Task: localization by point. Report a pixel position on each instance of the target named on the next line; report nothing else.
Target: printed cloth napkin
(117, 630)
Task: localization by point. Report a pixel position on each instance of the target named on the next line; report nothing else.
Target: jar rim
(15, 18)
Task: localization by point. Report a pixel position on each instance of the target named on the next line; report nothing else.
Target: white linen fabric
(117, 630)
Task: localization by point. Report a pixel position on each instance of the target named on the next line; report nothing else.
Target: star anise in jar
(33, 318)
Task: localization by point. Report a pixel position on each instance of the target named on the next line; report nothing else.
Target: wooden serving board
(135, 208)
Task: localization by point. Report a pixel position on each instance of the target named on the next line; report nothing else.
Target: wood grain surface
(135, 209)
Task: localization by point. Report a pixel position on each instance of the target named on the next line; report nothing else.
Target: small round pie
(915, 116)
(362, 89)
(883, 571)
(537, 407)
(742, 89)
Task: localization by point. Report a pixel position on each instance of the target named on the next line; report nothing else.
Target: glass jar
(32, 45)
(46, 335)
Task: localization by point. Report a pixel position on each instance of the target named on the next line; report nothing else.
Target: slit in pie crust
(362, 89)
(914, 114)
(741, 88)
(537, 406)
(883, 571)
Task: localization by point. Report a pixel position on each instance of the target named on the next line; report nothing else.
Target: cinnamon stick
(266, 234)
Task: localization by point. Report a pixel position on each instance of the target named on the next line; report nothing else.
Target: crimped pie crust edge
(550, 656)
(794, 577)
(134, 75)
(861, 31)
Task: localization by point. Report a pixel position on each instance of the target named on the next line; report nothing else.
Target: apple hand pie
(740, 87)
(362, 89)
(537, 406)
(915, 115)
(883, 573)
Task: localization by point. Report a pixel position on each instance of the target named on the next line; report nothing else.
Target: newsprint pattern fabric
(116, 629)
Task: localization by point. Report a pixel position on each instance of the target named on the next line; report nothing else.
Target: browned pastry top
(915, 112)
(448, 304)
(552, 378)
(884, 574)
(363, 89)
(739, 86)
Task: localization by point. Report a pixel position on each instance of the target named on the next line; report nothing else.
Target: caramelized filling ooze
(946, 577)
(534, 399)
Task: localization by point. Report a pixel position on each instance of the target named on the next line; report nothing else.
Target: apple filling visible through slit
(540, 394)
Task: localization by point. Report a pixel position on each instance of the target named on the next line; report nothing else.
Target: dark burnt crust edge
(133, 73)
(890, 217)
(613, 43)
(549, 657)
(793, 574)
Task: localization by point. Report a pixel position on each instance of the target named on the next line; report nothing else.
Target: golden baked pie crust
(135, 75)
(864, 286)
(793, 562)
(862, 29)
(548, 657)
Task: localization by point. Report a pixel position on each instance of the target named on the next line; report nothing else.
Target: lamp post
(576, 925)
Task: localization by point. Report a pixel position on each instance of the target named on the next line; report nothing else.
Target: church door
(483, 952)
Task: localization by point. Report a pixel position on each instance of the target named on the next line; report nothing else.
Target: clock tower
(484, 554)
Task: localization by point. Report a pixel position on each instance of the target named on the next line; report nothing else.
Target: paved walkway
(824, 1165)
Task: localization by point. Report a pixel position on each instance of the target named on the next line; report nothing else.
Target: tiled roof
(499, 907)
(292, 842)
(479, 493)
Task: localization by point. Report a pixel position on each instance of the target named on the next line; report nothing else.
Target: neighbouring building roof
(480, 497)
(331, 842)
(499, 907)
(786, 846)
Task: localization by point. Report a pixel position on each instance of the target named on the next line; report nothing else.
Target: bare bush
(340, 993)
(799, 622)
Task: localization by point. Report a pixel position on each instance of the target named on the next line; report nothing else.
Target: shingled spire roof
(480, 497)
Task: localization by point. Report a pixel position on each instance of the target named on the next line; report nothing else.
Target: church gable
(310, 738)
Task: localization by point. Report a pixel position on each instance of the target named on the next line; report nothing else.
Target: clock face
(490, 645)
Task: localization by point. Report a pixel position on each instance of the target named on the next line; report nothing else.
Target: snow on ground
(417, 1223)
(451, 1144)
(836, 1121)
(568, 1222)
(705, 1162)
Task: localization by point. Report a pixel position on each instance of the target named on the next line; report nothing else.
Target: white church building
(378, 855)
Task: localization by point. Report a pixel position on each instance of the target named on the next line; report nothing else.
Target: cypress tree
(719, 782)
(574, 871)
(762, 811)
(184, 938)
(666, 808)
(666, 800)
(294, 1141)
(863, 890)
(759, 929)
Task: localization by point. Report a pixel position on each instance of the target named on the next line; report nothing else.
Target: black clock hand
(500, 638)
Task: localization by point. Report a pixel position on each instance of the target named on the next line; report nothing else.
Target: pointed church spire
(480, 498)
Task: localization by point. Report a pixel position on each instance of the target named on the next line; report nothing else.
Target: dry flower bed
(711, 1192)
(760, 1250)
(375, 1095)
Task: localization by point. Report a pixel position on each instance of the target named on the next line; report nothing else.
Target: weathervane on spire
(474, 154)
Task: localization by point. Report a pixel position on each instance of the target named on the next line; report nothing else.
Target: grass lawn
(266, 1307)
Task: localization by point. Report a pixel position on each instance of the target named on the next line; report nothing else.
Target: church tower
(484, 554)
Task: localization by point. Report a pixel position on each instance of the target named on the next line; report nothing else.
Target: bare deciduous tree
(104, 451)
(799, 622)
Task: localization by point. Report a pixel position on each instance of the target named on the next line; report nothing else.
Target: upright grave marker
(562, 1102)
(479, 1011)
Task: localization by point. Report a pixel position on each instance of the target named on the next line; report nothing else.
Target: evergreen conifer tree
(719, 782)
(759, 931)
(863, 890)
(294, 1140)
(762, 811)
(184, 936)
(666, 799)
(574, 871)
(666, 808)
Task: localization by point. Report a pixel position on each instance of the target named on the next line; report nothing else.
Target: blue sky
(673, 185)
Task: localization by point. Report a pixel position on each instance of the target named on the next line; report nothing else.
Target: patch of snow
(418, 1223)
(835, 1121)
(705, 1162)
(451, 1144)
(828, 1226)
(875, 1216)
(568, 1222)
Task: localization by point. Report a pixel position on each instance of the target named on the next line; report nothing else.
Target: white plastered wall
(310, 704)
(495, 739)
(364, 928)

• [What the task requires] Count the lines of the records that contain the string "spire" and give only that number.

• [Solution to this problem] 3